■ Your goal:
Reproduce the items from their start through the line with "x=679 y=349", both ends included, keeping every request line unchanged. Scale each x and y coordinate in the points by 2.2, rounding to whole numbers with halves rounded up.

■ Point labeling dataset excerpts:
☆ ☆ ☆ ☆

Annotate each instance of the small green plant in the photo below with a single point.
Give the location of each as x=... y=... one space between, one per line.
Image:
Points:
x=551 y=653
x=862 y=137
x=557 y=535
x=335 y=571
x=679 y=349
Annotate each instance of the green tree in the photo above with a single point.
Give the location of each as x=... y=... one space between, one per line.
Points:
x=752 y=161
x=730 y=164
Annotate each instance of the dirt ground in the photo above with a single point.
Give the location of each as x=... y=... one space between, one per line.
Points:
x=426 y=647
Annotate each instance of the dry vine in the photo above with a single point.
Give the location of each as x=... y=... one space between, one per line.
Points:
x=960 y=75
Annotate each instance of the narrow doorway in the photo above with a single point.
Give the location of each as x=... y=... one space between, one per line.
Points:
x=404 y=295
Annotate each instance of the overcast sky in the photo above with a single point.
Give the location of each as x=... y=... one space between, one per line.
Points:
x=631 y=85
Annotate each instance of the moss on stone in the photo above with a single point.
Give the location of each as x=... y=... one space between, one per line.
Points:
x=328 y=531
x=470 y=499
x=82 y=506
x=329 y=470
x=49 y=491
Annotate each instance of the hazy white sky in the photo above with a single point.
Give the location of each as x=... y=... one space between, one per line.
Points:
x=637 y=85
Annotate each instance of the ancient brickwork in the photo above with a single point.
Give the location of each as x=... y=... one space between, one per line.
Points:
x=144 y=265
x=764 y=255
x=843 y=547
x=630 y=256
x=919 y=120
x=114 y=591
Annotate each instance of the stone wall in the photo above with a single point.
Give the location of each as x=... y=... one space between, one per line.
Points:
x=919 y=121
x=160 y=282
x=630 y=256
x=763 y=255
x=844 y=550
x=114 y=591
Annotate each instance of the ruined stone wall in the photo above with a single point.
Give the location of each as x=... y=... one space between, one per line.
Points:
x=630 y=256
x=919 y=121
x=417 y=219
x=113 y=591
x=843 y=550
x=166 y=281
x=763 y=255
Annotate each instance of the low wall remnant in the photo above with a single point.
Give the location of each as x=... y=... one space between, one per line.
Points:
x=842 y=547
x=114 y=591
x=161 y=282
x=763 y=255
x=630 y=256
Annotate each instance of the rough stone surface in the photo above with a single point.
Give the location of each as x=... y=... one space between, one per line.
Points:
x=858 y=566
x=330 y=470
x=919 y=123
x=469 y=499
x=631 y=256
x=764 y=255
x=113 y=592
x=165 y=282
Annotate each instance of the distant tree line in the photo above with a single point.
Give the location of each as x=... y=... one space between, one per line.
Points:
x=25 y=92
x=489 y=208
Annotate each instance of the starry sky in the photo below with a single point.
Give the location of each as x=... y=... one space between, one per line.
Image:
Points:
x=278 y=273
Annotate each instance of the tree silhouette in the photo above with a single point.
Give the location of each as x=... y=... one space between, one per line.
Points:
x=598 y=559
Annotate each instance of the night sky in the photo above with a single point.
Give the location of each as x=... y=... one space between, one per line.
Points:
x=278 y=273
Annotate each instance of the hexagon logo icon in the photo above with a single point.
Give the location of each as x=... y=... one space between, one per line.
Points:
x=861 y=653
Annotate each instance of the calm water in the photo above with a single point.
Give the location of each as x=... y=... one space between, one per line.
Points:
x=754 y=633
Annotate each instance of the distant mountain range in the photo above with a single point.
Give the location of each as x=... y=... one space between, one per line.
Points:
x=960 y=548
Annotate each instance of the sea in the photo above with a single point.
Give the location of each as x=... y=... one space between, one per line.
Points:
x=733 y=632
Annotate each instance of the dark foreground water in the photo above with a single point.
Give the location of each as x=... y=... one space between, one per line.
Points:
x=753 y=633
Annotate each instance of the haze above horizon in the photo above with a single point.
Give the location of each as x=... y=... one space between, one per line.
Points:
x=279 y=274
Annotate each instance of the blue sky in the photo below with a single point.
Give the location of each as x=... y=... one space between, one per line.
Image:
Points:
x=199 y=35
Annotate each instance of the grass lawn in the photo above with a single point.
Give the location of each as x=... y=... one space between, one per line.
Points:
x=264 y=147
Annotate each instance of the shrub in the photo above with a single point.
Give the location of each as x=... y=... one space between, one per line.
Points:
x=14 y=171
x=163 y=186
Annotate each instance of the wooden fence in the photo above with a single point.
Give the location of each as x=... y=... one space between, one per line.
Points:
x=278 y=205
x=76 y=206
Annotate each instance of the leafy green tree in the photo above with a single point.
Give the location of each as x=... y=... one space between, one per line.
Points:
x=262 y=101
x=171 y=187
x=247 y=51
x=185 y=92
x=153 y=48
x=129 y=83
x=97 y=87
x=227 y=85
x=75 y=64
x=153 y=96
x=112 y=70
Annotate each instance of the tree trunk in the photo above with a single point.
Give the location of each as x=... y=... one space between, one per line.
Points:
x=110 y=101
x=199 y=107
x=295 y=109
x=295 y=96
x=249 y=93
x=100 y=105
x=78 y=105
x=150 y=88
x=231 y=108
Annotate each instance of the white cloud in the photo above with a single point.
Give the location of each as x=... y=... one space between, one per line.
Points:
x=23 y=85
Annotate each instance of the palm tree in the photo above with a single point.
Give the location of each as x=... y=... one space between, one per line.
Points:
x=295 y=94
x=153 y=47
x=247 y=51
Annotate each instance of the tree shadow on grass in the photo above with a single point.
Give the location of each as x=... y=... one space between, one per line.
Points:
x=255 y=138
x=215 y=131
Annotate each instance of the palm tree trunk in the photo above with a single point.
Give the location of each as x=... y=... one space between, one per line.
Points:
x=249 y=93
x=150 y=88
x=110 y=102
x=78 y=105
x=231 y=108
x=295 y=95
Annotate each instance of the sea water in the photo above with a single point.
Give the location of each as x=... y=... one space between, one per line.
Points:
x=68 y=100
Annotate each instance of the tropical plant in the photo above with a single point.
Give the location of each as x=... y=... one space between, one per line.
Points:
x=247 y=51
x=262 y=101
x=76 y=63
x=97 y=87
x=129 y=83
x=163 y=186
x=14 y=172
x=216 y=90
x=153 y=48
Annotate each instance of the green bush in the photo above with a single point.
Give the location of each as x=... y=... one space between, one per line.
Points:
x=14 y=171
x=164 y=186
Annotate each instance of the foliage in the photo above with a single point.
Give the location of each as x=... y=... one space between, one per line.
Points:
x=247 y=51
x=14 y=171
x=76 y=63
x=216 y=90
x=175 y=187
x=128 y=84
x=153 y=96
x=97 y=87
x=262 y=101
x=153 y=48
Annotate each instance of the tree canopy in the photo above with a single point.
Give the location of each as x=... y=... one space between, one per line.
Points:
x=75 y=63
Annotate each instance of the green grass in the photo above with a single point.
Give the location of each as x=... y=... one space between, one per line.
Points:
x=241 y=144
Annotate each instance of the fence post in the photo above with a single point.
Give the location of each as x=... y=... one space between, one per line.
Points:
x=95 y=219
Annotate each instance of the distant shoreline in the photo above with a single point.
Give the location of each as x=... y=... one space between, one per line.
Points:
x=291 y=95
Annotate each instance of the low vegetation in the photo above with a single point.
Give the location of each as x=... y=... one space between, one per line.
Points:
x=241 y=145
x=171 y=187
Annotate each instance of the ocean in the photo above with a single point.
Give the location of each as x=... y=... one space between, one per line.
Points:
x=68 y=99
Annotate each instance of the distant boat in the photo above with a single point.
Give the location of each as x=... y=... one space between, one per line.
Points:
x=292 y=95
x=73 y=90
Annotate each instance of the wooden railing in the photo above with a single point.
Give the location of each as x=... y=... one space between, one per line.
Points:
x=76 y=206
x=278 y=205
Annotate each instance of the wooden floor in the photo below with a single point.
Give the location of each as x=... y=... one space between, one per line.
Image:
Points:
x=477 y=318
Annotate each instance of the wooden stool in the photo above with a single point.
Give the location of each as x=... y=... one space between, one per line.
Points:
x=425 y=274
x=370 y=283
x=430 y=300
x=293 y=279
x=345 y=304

☆ ☆ ☆ ☆

■ Result for this task:
Annotate each instance of the small green plant in the photo below with a single point.
Give the location of each as x=... y=... one space between, one per line.
Image:
Points:
x=1212 y=1437
x=1896 y=301
x=1225 y=1177
x=737 y=1256
x=1494 y=768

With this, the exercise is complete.